» WORK INSTRUCTION
Answer these questions from the passage on Ukrainian refugees in Central Europe below:
1. Who used migrants from the Middle East to create tension on the border between Poland and Belarus?
2. What transportation can incoming Ukrainian refugees use for free?
3. What share of the population could Ukrainian minorities reach in Central European societies?

Even just a few months ago, when Belarus’ Lukashenka used migrants from the Middle East to create tension on the border between Poland and Belarus, the Polish government applied a rather brutal and cynical method of pushback. It certainly did not open its borders to the stranded migrants. Society was supportive of these government policies.

It is not hard to notice the difference in acceptance of fleeing refugees now. The war in Ukraine is at the border of the Central European countries, they are their neighbours, who also carry similar racial and religious features. And, CE, like the rest of the world, was shocked by the naked brutality of Russia (invading its neighbour and ‘brother’).

While societies in Poland, Slovakia, Czechia and Hungary have been quick in organising immediate assistance upon border crossing, the CE governments have issued exceptions for the incoming Ukrainian refugees allowing them to stay and work temporarily, access the healthcare system, apply for benefits, and have free use of motorways, trains and public transportation.

Fast processing through special centres helps the fleeing Ukrainians get national ID numbers, and schools have been instructed to find space for the new children. It is all well-intended and the right thing to do, but it will be harder to implement and sustain these activities while ensuring countries’ prosperity and welfare system stability.


Most of the fleeing Ukrainians will stay longer in the CE region because of the mental closeness to home and the similarity in language and culture. Images from Ukraine show the extent of infrastructural destruction, with homes, businesses, and schools in rubble- there is nothing to go back to.

The CE societies will re-shape, with Ukrainian minorities reaching 10% of the population. When temporary assistance ends, tensions might occur between the newcomers and the existing minorities, often heavily dependent on welfare benefits.

The ability to start work immediately will also re-structure the make-up of businesses, with more Ukrainians as colleagues. For some countries like Poland, this is not a new phenomenon, but its scale will be. For countries like Slovakia and Hungary, with a strong presence of Serbian workers in the auto industry, new colleagues will speak Ukrainian.

(Point location data)
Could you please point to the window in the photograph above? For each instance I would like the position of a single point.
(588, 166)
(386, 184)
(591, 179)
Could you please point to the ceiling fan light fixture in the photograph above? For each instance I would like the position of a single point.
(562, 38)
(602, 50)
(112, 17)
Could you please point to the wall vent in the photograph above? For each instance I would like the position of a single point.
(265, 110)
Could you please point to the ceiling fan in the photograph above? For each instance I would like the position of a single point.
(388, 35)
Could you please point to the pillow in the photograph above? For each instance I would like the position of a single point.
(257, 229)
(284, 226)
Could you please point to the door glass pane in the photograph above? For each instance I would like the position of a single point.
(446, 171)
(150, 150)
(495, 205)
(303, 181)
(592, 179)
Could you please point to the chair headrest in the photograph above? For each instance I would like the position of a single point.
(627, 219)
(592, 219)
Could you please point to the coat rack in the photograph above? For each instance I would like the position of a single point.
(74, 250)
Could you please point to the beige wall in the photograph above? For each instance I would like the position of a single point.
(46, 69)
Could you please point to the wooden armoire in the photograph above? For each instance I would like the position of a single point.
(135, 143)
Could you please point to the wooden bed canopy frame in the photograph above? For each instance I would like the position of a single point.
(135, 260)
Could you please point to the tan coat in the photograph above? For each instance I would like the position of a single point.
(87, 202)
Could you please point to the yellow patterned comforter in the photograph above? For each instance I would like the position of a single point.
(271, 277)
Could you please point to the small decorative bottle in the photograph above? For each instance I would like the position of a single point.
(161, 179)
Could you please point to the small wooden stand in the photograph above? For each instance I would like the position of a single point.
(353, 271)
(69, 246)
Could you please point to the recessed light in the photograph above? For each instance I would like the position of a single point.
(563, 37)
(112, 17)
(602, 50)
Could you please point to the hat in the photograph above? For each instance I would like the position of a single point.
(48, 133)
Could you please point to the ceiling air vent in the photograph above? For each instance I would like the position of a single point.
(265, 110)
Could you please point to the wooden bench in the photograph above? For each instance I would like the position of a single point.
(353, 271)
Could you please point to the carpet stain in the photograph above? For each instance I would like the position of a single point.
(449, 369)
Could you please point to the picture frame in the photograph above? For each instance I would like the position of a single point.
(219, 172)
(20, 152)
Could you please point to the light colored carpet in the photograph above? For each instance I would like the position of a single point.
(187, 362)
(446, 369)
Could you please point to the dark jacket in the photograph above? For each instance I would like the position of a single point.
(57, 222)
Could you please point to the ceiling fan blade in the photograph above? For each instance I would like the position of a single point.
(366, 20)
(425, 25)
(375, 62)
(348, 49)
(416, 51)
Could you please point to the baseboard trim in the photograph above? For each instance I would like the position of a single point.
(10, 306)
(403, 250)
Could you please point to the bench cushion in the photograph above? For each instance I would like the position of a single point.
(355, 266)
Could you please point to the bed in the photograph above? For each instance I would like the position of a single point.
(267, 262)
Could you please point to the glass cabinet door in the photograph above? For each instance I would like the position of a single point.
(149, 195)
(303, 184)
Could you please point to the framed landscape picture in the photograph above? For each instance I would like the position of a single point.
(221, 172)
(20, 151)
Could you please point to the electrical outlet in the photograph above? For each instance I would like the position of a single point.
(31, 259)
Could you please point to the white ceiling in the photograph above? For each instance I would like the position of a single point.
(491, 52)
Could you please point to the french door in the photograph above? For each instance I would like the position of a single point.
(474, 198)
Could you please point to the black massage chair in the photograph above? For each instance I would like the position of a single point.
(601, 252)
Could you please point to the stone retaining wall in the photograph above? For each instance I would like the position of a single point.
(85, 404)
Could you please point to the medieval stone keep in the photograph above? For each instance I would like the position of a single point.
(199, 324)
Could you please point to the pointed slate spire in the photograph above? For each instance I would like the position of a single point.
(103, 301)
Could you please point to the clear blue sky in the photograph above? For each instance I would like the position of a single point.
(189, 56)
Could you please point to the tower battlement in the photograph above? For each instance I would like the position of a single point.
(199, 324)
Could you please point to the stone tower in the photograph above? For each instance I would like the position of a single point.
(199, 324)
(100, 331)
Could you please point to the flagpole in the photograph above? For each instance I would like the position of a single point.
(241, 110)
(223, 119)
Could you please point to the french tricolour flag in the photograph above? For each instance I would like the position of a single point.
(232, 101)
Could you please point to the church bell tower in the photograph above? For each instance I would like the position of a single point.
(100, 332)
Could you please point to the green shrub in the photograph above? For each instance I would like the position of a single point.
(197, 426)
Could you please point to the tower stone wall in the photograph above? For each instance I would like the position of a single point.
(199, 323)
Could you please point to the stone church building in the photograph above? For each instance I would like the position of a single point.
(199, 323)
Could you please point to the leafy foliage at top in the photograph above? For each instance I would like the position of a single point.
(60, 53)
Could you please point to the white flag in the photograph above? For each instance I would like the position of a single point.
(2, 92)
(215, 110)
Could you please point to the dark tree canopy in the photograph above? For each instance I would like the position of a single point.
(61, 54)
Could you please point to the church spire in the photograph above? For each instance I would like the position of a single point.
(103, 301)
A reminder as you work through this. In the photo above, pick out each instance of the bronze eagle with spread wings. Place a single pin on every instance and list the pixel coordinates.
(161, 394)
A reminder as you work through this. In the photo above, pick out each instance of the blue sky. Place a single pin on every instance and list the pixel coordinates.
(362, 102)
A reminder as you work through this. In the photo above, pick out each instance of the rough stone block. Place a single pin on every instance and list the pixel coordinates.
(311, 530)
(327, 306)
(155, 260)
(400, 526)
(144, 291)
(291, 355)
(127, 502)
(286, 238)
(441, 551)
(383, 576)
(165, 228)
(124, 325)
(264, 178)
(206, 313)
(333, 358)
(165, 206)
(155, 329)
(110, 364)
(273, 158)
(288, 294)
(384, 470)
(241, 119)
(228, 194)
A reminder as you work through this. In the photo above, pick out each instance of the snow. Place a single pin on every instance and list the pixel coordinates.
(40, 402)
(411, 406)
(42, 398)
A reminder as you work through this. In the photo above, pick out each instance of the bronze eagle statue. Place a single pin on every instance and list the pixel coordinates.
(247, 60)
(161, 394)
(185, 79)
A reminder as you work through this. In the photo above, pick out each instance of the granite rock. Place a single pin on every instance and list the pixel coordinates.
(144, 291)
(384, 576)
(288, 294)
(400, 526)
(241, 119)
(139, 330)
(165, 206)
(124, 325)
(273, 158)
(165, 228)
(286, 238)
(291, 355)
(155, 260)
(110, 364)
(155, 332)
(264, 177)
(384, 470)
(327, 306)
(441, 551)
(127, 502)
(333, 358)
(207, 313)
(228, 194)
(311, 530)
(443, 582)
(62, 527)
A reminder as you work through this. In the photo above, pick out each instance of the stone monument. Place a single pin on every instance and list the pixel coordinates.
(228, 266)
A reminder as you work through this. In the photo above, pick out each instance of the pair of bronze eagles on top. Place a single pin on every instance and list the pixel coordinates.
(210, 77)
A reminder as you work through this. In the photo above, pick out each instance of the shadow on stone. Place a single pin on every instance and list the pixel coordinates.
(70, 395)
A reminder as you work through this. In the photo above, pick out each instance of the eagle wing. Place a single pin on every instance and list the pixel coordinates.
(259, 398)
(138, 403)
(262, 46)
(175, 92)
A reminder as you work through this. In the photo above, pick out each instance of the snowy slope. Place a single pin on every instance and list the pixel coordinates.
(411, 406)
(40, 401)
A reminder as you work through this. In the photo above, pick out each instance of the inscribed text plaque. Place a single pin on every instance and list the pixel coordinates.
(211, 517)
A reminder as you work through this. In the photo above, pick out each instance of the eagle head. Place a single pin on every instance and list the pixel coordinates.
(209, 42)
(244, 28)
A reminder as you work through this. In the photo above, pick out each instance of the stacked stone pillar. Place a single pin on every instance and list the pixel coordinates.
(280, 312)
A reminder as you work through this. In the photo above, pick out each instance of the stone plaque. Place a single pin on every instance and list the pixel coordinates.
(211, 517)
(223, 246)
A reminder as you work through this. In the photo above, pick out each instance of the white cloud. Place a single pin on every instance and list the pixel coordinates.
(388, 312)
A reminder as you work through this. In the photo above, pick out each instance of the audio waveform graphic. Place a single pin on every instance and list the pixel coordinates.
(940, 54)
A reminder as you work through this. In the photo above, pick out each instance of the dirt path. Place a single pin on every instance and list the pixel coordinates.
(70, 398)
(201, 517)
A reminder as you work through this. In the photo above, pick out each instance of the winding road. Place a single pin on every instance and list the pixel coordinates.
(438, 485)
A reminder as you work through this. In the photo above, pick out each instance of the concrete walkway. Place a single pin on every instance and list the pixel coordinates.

» SOLVED EXERCISE
1. Belarus' Lukashenka.
2. Motorways, trains and public transportation.
3. 10%.